#### Aufgabe
Wann schied der Beklagte laut dem Lesetext als freier Mitarbeiter der Klägerin und ihres Bruders aus?

OGH 2Ob508/93

OGH2Ob508/9317.6.1993

Der Oberste Gerichtshof hat als Revisionsgericht durch den Senatspräsidenten des Obersten Gerichtshofes Dr.Melber als Vorsitzenden und durch die Hofräte des Obersten Gerichtshofes Dr.Zehetner, Dr.Graf, Dr.Schinko und Dr.Tittel als weitere Richter in der Rechtssache der klagenden Partei Karina P*****, vertreten durch Dr.Roland Kassowitz, Rechtsanwalt in Wien, wider die beklagte Partei Ernst H*****, vertreten durch Dr.Paul Appiano, Dr.Paul Georg Appiano und Dr.Bernhard Kramer, Rechtsanwälte in Wien, wegen Räumung, infolge Revision der klagenden Partei gegen das Urteil des Landesgerichtes für Zivilrechtssachen Wien als Berufungsgerichtes vom 23.September 1992, GZ 41 R 556/92-20, womit infolge Berufung der beklagten Partei das Urteil des Bezirksgerichtes Innere Stadt Wien vom 12.August 1991, GZ 43 C 688/90d-8, abgeändert wurde, in nichtöffentlicher Sitzung zu Recht erkannt:

 

Spruch:

Der Revision wird Folge gegeben.

Das angefochtene Urteil wird dahin abgeändert, daß das Urteil des Erstgerichtes wiederhergestellt wird.

Die beklagte Partei ist schuldig, der klagenden Partei die mit S 10.497,60 (darin S 1.449,60 Umsatzsteuer und S 1.800 Barauslagen) bestimmten Kosten des Rechtsmittelverfahrens binnen vierzehn Tagen zu ersetzen.

Text

Entscheidungsgründe:

Die Klägerin ist Hauptmieterin der verfahrensbetroffenen Wohnung. Der Beklagte war freier Mitarbeiter der Hausverwaltung der Klägerin sowie der (am gleichen Standort betriebenen) Immobilienkanzlei des Bruders der Klägerin. Aus diesem Grunde wurde ihm von der Klägerin deren Mietwohnung für die Dauer seines Beschäftigungsverhältnisses als freier Mitarbeiter bei der Klägerin im Wege eines mündlich geschlossenen Untermietvertrages zur Verfügung gestellt. Der vom Beklagten vereinbarungsgemäß in Höhe des der Klägerin vorgeschriebenen Hauptmietzinses zu zahlende Mietzins wurde ihm im Verrechnungswege von seinen "Provisionsansprüchen" einbehalten. Der Beklagte schied im März 1989 als freier Mitarbeiter der Klägerin und ihres Bruders aus, räumte jedoch ungeachtet dahingehender Aufforderungen die Wohnung nicht.

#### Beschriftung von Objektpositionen
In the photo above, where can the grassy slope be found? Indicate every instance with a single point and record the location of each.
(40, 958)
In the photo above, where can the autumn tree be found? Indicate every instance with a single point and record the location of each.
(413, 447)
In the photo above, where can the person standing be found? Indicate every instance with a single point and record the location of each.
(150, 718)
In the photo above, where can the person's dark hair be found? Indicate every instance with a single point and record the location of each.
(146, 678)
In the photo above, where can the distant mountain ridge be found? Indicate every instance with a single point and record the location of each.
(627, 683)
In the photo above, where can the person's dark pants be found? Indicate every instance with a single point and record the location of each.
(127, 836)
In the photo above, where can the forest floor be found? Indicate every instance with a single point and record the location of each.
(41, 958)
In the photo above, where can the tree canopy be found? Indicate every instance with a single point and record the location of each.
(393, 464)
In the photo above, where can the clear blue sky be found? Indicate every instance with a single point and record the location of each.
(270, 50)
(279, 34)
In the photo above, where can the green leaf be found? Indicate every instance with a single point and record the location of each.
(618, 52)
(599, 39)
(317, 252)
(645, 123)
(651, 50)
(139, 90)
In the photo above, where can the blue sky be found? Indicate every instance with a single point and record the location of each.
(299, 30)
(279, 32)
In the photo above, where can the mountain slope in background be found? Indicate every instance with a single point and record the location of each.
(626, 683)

#### Richtige Lösung
Im März 1989.